TASK GOAL: Report how many lines in the records hold the string "below"; give the number and nothing else.

INFORMATION:
*** Begin section ***

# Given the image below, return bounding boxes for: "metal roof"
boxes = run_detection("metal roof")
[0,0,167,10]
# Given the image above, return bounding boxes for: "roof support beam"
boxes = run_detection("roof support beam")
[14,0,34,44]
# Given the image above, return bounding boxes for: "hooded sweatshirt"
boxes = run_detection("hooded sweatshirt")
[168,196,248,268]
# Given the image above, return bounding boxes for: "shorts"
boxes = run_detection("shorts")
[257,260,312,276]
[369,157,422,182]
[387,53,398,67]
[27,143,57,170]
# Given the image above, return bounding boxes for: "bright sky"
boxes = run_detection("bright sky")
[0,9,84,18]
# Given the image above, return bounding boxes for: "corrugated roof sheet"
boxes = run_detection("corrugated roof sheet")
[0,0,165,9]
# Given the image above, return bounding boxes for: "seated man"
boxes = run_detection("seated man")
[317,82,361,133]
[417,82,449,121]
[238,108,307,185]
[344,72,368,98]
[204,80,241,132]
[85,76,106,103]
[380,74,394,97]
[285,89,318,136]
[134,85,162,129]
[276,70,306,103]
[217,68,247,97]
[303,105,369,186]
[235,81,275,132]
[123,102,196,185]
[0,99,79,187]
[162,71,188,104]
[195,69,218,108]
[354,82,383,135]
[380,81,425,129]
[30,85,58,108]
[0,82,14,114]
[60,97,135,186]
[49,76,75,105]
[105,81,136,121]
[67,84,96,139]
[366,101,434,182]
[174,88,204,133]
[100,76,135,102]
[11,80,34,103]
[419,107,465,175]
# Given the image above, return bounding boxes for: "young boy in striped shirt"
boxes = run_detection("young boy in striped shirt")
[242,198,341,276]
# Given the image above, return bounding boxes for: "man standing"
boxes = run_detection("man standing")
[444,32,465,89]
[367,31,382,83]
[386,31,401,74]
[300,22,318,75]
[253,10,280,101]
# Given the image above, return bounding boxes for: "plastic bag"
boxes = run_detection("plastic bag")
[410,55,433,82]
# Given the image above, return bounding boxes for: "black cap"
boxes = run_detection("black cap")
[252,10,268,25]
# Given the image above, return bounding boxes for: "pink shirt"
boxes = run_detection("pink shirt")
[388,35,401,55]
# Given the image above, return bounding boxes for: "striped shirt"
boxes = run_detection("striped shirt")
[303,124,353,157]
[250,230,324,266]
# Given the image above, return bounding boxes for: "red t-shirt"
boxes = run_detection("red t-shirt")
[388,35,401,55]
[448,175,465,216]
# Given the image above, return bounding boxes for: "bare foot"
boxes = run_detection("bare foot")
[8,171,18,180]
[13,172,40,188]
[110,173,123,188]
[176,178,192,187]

*** End section ***
*** Begin section ***

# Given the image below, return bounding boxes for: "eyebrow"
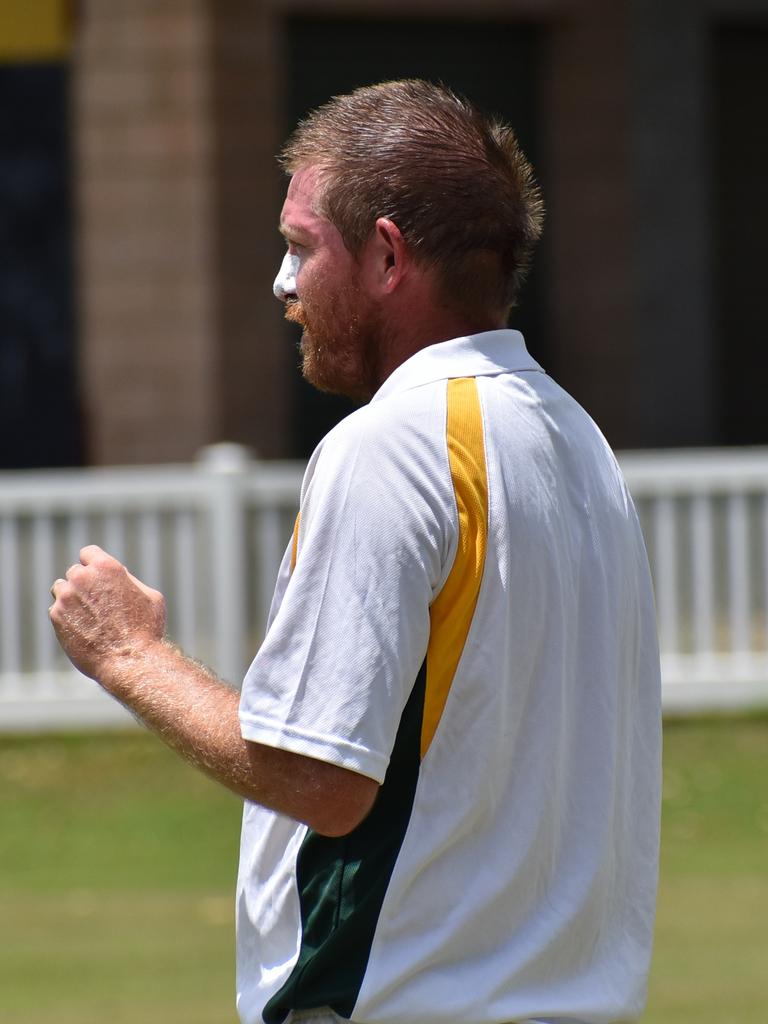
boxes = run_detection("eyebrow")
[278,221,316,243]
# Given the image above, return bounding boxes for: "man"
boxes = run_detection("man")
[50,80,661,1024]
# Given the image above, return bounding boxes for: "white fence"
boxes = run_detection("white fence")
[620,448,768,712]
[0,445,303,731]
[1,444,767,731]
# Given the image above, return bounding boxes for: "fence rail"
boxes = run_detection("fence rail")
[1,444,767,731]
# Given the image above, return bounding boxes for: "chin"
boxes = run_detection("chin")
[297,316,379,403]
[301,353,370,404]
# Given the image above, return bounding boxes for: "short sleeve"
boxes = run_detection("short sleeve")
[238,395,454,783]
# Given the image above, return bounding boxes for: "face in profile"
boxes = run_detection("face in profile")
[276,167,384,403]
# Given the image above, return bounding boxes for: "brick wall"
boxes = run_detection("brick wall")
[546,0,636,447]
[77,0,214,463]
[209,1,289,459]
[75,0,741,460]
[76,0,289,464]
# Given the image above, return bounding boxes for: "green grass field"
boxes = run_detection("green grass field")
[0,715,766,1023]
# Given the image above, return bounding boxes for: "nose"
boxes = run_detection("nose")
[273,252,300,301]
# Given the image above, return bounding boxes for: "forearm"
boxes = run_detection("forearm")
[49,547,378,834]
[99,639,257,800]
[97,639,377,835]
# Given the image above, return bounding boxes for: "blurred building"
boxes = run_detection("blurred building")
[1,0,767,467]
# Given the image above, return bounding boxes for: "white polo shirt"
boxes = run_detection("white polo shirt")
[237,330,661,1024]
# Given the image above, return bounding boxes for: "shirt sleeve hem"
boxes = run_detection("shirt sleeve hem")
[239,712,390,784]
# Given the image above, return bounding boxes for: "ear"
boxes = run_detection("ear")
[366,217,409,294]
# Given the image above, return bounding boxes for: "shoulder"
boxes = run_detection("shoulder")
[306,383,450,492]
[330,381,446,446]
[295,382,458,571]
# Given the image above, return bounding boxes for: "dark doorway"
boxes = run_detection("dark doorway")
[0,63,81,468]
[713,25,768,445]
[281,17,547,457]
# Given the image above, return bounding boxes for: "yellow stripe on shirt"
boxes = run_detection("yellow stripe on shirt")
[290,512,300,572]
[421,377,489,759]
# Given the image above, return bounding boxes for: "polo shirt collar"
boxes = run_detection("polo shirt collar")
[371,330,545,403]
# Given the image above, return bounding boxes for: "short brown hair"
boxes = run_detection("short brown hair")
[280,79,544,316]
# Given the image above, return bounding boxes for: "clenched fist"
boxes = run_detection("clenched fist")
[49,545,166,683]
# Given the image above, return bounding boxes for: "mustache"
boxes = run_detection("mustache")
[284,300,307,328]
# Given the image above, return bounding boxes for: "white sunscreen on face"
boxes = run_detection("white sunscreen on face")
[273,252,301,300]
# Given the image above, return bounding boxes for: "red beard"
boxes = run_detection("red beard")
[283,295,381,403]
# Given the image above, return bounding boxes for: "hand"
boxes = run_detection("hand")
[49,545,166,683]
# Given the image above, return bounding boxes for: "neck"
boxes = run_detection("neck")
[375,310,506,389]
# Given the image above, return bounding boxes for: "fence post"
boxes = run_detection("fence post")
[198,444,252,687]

*** End section ***
*** Begin section ***

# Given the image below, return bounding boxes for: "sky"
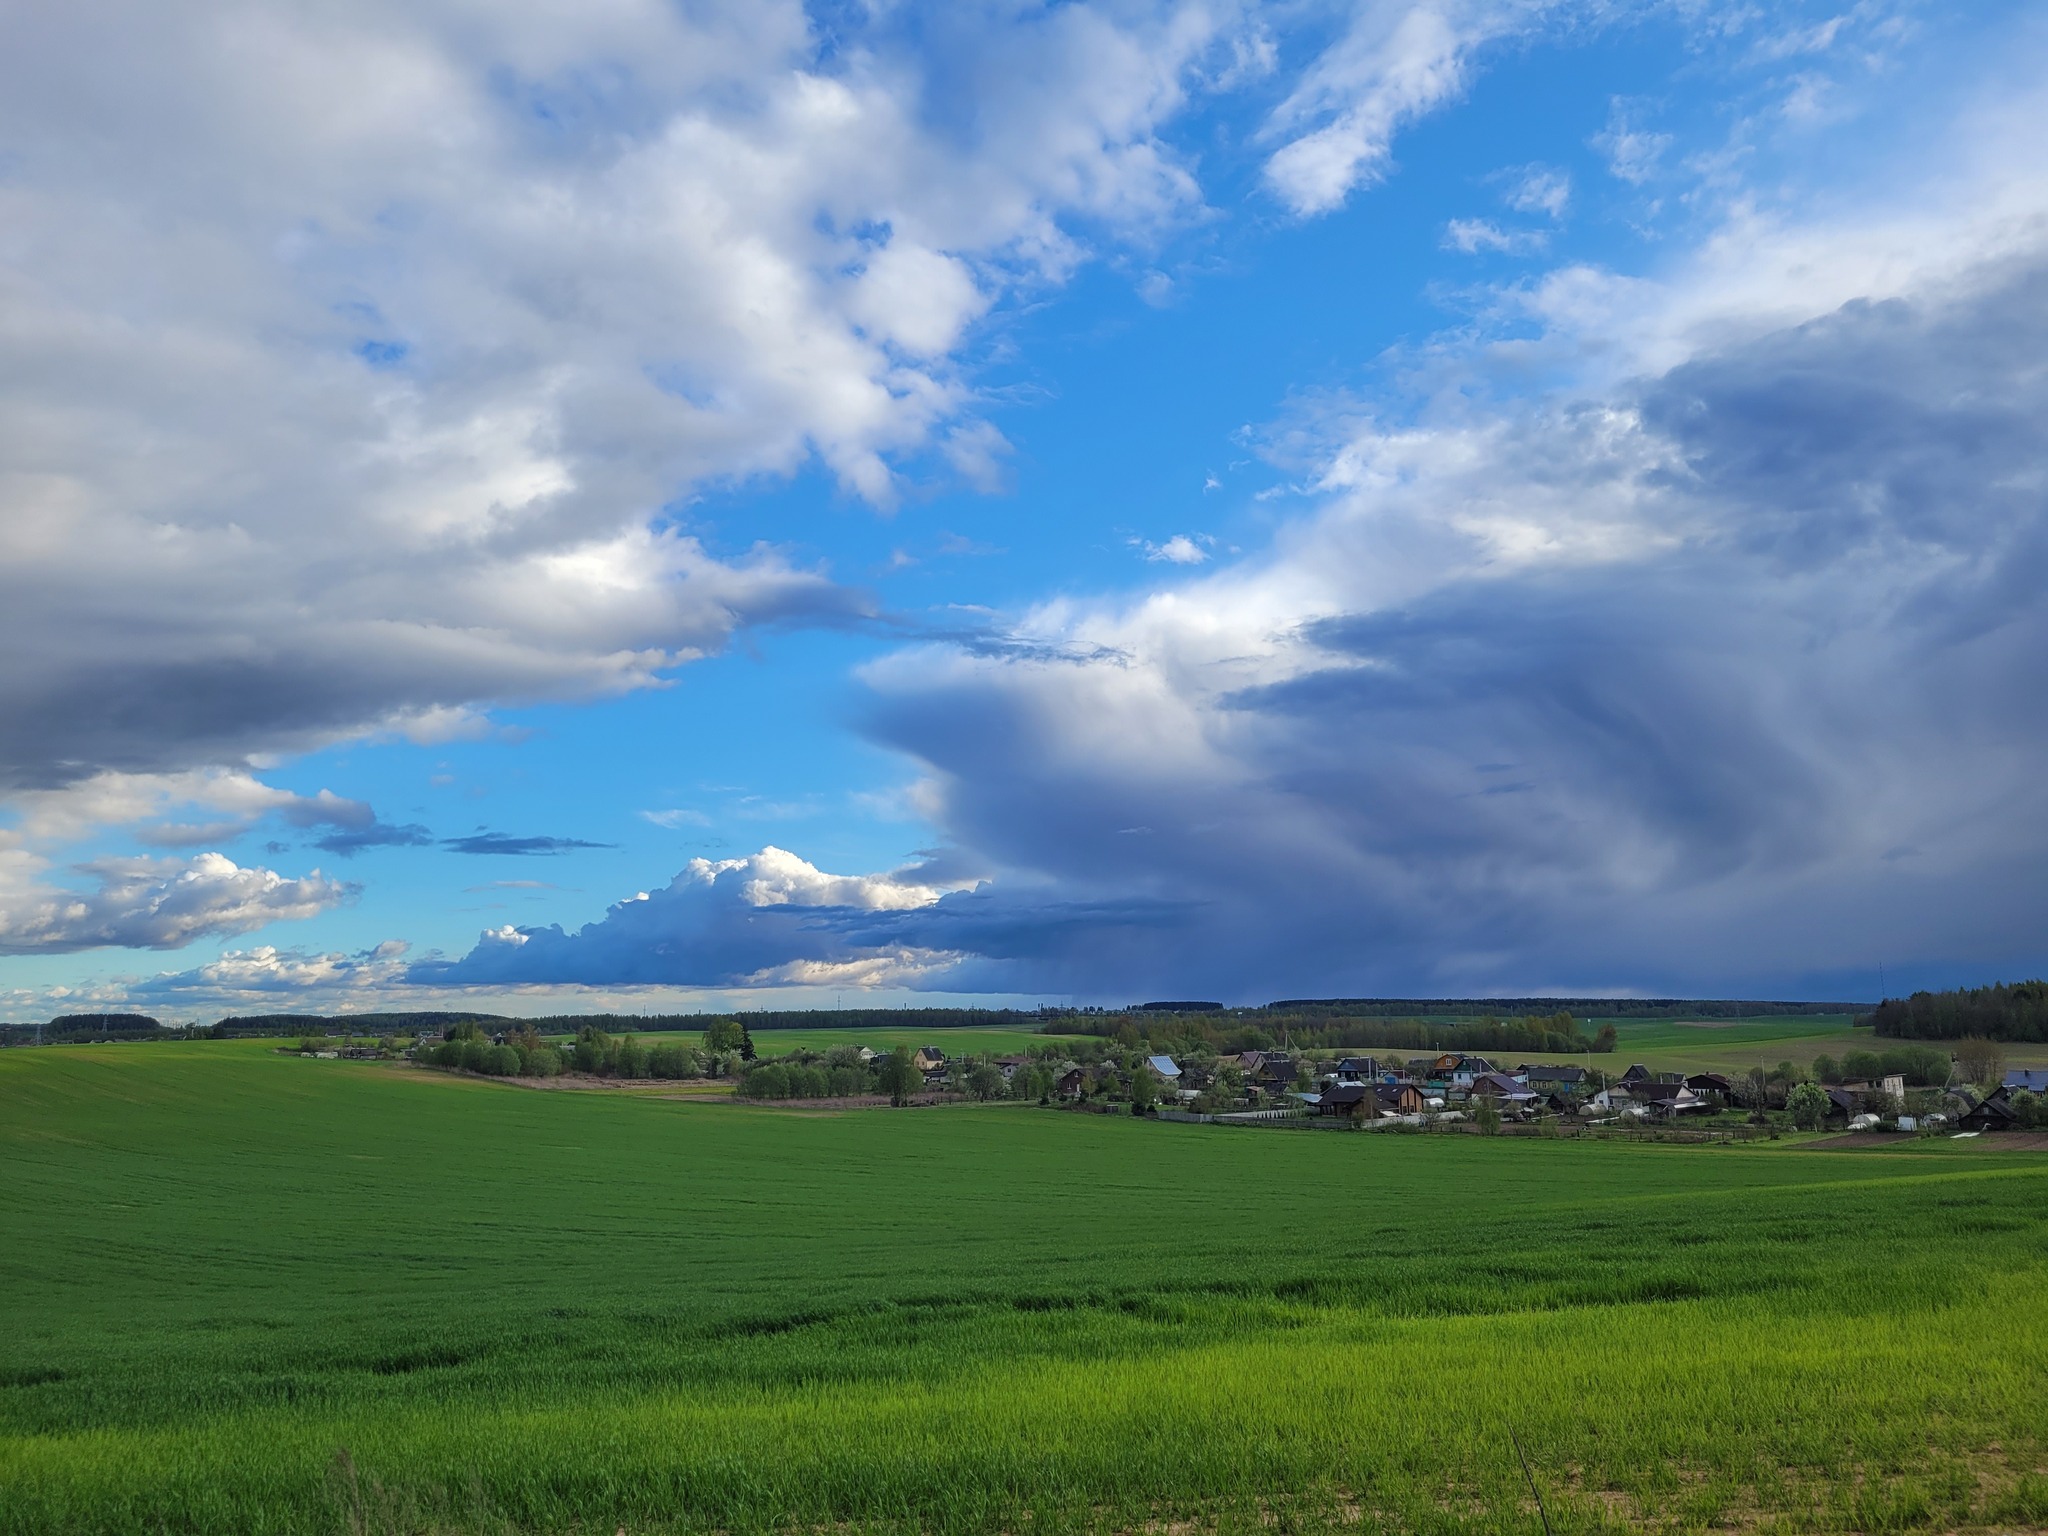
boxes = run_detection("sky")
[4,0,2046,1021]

*** End section ***

ANSWER FOR THIS EXERCISE: 3